Ricopia parola per parola le righe dei dati dalla riga con "Note: pick out each instance of the arched" alla riga con "Note: pick out each instance of the shadow", comprese entrambe.

_DATI DEL COMPITO_
▬▬▬▬▬▬

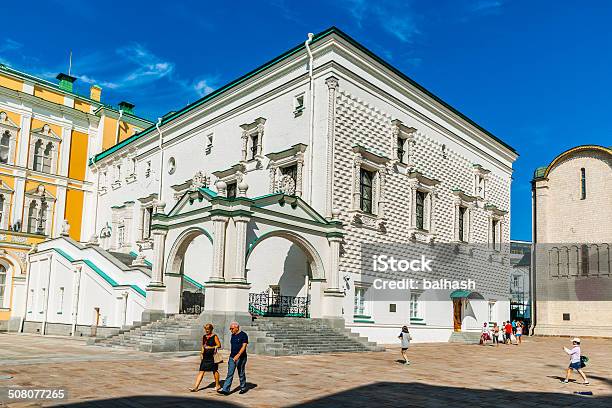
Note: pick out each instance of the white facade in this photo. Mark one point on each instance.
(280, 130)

▬▬▬▬▬▬

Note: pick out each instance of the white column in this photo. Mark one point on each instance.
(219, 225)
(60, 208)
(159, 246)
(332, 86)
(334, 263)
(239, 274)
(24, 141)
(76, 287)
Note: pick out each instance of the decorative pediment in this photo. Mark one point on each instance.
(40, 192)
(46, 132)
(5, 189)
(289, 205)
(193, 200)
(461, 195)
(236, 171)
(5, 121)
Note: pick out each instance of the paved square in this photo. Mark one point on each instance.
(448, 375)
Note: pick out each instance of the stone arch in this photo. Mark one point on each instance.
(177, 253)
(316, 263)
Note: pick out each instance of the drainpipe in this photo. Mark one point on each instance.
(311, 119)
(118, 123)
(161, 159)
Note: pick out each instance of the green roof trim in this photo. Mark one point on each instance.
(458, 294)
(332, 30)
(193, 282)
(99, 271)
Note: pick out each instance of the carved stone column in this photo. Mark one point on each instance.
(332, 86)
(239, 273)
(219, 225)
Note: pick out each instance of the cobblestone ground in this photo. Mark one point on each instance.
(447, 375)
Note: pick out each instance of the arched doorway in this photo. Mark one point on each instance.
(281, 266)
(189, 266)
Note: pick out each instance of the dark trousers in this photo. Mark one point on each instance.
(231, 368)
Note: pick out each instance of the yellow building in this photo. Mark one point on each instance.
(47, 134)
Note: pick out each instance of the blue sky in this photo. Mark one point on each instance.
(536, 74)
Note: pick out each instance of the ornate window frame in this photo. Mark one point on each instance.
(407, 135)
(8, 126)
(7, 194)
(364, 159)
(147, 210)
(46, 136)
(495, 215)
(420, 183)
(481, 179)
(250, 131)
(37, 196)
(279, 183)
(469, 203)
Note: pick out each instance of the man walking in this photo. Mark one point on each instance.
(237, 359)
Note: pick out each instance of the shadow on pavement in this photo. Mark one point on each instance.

▬▬▬▬▬▬

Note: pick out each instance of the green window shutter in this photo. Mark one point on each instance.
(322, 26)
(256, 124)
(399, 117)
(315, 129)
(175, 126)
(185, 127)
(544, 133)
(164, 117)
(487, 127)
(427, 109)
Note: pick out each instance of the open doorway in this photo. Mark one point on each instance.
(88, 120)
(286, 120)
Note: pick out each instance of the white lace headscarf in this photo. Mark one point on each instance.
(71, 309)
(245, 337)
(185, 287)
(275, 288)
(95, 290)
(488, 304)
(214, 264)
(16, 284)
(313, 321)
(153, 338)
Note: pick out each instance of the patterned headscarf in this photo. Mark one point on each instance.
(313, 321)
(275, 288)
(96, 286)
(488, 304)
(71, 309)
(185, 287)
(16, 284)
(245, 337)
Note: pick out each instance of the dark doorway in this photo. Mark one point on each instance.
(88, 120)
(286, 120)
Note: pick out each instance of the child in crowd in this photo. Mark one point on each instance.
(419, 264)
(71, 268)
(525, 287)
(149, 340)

▬▬▬▬▬▬

_SOLUZIONE_
Note: pick out each instance of the arched doorway in this photo. Mark one point on each instance.
(281, 266)
(189, 266)
Note: pick out each instance of the dark trousers in this photo. Mark one point on each instance.
(231, 368)
Note: pick out each instance of the yellow building in this photo. Mark one point on each instance.
(47, 134)
Note: pick out each instance of the blue sky in this photo. Mark one point on each instance.
(536, 74)
Note: pick out each instance of the ornate window frame in this photo. Mark one point on each instance.
(407, 135)
(8, 126)
(7, 194)
(364, 159)
(147, 210)
(46, 136)
(495, 215)
(420, 183)
(481, 179)
(250, 131)
(37, 196)
(279, 183)
(469, 203)
Note: pick out each instance of the man walking in this photo. Mark one point on each instance.
(237, 359)
Note: pick out each instance of the shadow on pavement in this photo. Mark one point on each instance.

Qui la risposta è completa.